- **COMPLETE THE FOLLOWING**
• a. In the passage on cheat detection, copy the lines between "But why doesn't" and "stuff like ESP.", inclusive, replacing "ESP" with "wallhacks".
• b. According to the passage on cheat detection, what does Epic's API feed game state data to?

**** EXCERPT TO READ ****

I’m interested in finding out how attack-defense style CTFs are affected by slopping. ENOWARS skorbor will probably significantly differ from the last time around.

Games very much are using server-side statistics analysis for cheat detection. Valve made a presentation about it and Epic has an API for feeding game state data to ML anticheat for aimbot detection (game-specific and in addition to their existing anticheat measures)

It’s just that it doesn’t work.


But why doesn't it work?

Either everyone on Earth who’s working on this has a skill issue (which is probably hubris?) or there’s not enough differing humanized enough aimbot from human aim (note: Valve manages to screw up even here, with cheaters in Premier basically rage aimbotting these days IIRC)

In addition, there’s not much these things can do against subtler stuff like ESP.


Aren’t most DMA cards just PCI-E FPGA things? In any case, DMA doesn’t magically make your shit UD - you can look at Unknowncheats and see.

Does Wine have any debugging tools with equivalent developer experience to Visual Studio’s debugger?

You could also do a trick some Windows stuff does - parse syscall indices from said dylib.

**** RECORD SET ****

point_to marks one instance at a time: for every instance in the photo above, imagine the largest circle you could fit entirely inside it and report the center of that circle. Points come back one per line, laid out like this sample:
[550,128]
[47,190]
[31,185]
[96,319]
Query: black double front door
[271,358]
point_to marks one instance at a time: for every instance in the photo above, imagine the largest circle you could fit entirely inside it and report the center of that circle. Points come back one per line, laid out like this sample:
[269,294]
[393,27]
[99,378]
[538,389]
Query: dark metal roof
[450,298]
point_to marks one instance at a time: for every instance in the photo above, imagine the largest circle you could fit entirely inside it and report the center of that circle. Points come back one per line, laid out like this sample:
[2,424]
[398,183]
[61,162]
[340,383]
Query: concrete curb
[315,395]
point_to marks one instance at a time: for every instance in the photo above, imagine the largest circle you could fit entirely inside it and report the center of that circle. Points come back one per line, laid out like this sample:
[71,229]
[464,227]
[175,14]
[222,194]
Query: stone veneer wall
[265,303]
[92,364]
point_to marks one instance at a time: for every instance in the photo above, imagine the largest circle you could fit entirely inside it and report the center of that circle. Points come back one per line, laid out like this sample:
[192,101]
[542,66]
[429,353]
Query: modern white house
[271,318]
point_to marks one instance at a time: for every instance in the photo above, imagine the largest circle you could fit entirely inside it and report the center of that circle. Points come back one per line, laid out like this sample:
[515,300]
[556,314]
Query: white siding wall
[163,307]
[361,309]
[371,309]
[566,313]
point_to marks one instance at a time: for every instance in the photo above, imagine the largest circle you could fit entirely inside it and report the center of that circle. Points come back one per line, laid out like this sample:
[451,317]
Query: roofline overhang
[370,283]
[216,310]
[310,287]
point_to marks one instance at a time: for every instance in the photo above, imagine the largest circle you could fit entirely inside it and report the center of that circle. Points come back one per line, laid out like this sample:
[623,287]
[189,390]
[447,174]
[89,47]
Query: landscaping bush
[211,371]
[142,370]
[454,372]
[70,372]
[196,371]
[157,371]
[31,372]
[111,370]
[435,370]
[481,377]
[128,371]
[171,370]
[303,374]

****

- **PER-TASK OUTPUTS**
• a.
But why doesn't it work?

Either everyone on Earth who’s working on this has a skill issue (which is probably hubris?) or there’s not enough differing humanized enough aimbot from human aim (note: Valve manages to screw up even here, with cheaters in Premier basically rage aimbotting these days IIRC)

In addition, there’s not much these things can do against subtler stuff like wallhacks.

• b. ML anticheat for aimbot detection